Exercise prompt:
Retype every record that follows, character for character.
= Beginning of Section =
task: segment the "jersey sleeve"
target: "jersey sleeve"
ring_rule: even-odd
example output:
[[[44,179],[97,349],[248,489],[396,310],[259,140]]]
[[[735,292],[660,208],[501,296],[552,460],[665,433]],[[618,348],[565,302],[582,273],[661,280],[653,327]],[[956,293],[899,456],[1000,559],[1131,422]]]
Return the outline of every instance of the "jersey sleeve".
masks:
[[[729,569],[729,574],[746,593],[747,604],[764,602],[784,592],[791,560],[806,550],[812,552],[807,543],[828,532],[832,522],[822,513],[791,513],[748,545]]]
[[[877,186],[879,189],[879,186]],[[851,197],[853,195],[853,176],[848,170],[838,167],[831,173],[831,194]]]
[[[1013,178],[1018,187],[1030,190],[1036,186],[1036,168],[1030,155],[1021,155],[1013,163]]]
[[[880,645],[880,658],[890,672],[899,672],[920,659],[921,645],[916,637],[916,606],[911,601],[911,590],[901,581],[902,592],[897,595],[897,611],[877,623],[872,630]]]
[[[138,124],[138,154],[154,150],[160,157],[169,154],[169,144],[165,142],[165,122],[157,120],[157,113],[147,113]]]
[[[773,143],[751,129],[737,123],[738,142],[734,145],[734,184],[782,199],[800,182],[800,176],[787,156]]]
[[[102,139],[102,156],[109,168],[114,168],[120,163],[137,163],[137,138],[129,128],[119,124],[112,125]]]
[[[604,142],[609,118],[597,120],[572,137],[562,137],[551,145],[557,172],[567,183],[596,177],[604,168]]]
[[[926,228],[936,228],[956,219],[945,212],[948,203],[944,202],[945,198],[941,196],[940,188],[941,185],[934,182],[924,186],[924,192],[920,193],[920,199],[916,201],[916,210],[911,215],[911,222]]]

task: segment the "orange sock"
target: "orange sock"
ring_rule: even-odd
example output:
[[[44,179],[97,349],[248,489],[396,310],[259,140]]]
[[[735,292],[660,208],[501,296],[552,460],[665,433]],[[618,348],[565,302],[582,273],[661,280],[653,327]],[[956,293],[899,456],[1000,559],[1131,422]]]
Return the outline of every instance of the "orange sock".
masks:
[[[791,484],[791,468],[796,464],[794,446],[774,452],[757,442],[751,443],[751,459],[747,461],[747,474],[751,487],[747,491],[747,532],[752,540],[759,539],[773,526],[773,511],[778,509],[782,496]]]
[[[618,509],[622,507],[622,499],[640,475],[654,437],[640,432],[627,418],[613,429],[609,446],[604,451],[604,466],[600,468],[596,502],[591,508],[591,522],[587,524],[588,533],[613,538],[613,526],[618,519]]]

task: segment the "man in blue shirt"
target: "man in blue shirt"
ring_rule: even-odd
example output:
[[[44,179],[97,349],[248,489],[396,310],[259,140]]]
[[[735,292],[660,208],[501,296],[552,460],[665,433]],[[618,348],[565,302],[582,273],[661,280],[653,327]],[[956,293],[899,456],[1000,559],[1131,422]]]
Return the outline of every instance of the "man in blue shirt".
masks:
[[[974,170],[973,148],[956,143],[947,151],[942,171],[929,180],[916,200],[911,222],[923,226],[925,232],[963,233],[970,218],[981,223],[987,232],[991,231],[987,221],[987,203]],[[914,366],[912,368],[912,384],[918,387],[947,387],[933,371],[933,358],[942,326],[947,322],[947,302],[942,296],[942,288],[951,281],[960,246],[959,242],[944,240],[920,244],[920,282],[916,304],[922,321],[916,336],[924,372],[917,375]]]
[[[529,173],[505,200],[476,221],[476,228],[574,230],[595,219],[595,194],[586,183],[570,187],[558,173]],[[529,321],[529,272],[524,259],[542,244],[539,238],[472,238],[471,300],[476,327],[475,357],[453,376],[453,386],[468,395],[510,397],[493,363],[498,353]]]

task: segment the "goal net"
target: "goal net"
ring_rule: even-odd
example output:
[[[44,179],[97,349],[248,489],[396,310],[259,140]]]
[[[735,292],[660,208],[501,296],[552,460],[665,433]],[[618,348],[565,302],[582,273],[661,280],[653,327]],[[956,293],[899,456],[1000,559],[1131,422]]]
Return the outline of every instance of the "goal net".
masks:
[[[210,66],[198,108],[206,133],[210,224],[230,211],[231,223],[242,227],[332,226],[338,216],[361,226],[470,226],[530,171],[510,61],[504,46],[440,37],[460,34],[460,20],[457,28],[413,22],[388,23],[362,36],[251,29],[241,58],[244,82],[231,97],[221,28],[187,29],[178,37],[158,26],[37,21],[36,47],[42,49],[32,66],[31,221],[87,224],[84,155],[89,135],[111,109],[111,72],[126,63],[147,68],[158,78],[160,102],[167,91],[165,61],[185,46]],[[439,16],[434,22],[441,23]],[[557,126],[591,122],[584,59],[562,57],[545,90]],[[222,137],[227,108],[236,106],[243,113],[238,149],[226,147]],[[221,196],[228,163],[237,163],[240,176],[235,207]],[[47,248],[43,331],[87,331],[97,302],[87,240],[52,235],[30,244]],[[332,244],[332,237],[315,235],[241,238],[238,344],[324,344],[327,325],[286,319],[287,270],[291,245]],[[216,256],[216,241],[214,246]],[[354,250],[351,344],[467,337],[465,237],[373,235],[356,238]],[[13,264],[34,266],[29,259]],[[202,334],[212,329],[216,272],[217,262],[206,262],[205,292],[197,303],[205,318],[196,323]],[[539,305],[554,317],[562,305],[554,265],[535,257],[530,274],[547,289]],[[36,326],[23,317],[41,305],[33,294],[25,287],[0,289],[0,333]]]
= End of Section =
Response:
task: segment the "jersey sleeve"
target: "jersey sleeve"
ring_rule: even-odd
example output:
[[[44,179],[97,349],[248,489],[396,310],[259,140]]]
[[[735,292],[660,208],[501,296],[552,460],[665,433]],[[618,348],[565,302],[582,273],[661,280],[653,327]],[[956,293],[899,456],[1000,559],[1131,422]]]
Return the outline of every instance of the "jersey sleeve".
masks:
[[[729,569],[729,574],[746,593],[747,604],[764,602],[784,592],[791,560],[806,550],[812,552],[807,543],[828,532],[832,522],[822,513],[791,513],[748,545]]]
[[[877,186],[879,189],[879,186]],[[851,197],[853,195],[853,176],[848,170],[838,167],[831,173],[831,194]]]
[[[1013,178],[1018,187],[1030,190],[1036,186],[1036,168],[1030,155],[1021,155],[1013,163]]]
[[[880,645],[880,658],[890,672],[899,672],[920,659],[921,645],[916,637],[916,606],[911,601],[911,590],[901,581],[902,592],[897,595],[897,611],[877,623],[872,630]]]
[[[138,124],[138,154],[154,150],[160,157],[169,154],[169,144],[165,142],[165,122],[157,120],[157,113],[147,113]]]
[[[773,143],[751,129],[737,123],[738,142],[734,145],[734,184],[782,199],[800,182],[800,176],[787,156]]]
[[[102,139],[102,156],[109,168],[114,168],[120,163],[137,163],[137,138],[129,128],[119,124],[112,125]]]
[[[604,142],[609,118],[597,120],[572,137],[562,137],[551,145],[557,172],[567,183],[596,177],[604,168]]]
[[[926,228],[936,228],[956,219],[945,212],[948,203],[944,202],[945,198],[941,196],[940,188],[941,185],[934,182],[924,186],[924,192],[920,193],[920,199],[916,201],[916,210],[911,215],[911,222]]]

task: segment the "orange sock"
target: "orange sock"
ring_rule: even-odd
example output:
[[[44,179],[97,349],[248,489],[396,310],[259,140]]]
[[[735,292],[660,208],[501,296],[552,460],[665,433]],[[618,348],[565,302],[582,273],[661,280],[653,327]],[[956,293],[899,456],[1000,559],[1131,422]]]
Return the outline of every instance of the "orange sock".
masks:
[[[791,484],[791,468],[796,464],[794,446],[774,452],[757,442],[751,443],[751,459],[747,461],[747,474],[751,487],[747,491],[747,532],[752,540],[759,539],[773,526],[773,511],[778,509],[782,496]]]
[[[618,509],[622,507],[622,499],[640,475],[654,437],[640,432],[627,418],[613,429],[609,446],[604,451],[604,466],[600,468],[596,502],[591,508],[591,522],[587,524],[588,533],[613,538],[613,526],[618,519]]]

task: segment the "man in blue shirt"
target: "man in blue shirt"
ring_rule: even-odd
example output:
[[[44,179],[97,349],[248,489],[396,310],[259,140]]]
[[[735,292],[660,208],[501,296],[552,460],[665,433]],[[618,348],[565,302],[582,273],[661,280],[653,327]],[[956,293],[899,456],[1000,559],[1131,422]]]
Return the outline of every instance of the "man in blue shirt".
masks:
[[[974,170],[973,148],[956,143],[947,151],[942,171],[929,180],[916,200],[911,222],[923,226],[925,232],[963,233],[970,218],[981,223],[987,232],[991,231],[987,221],[987,203]],[[914,366],[912,368],[912,384],[918,387],[947,387],[933,371],[933,358],[942,326],[947,322],[947,302],[942,296],[942,288],[951,281],[960,246],[959,242],[944,240],[920,244],[920,282],[916,304],[922,321],[916,336],[924,372],[917,375]]]
[[[529,173],[505,200],[476,221],[476,228],[574,230],[595,219],[595,194],[586,183],[570,187],[558,173]],[[529,321],[529,272],[524,259],[542,244],[539,238],[472,238],[471,300],[476,327],[475,357],[453,376],[453,386],[468,395],[510,397],[493,363],[498,353]]]

task: segment the "goal net"
target: "goal net"
ring_rule: even-odd
example output:
[[[44,179],[97,349],[248,489],[396,310],[259,140]]]
[[[735,292],[660,208],[501,296],[552,460],[665,433]],[[618,348],[565,302],[582,273],[661,280],[653,327]],[[956,293],[899,456],[1000,559],[1131,422]]]
Return the outline of every instance of the "goal net".
masks:
[[[210,66],[198,108],[206,133],[210,224],[230,211],[231,223],[242,227],[332,226],[338,216],[361,226],[470,226],[530,171],[510,61],[504,46],[440,37],[460,34],[460,20],[457,28],[413,22],[388,23],[362,36],[251,29],[241,58],[244,82],[231,97],[221,28],[187,29],[178,37],[158,26],[37,21],[36,47],[42,49],[32,66],[31,221],[87,224],[84,155],[89,135],[111,109],[111,72],[126,63],[147,68],[158,78],[160,102],[167,91],[165,61],[185,46]],[[439,16],[434,22],[441,23]],[[557,126],[591,122],[584,59],[562,57],[545,90]],[[222,137],[227,108],[236,106],[243,113],[238,149],[226,147]],[[221,196],[228,163],[237,163],[240,176],[235,207]],[[47,248],[43,331],[87,331],[97,302],[87,240],[52,235],[30,244]],[[332,244],[332,237],[315,235],[241,238],[238,344],[324,344],[327,325],[286,319],[287,270],[291,245]],[[216,256],[216,241],[214,246]],[[354,250],[351,344],[467,337],[465,237],[373,235],[356,238]],[[13,264],[34,266],[29,259]],[[202,334],[212,329],[216,272],[217,262],[206,262],[205,292],[197,303],[205,318],[196,323]],[[539,305],[554,317],[562,305],[554,265],[535,257],[530,274],[547,289]],[[36,326],[23,317],[41,305],[33,294],[25,287],[0,289],[0,333]]]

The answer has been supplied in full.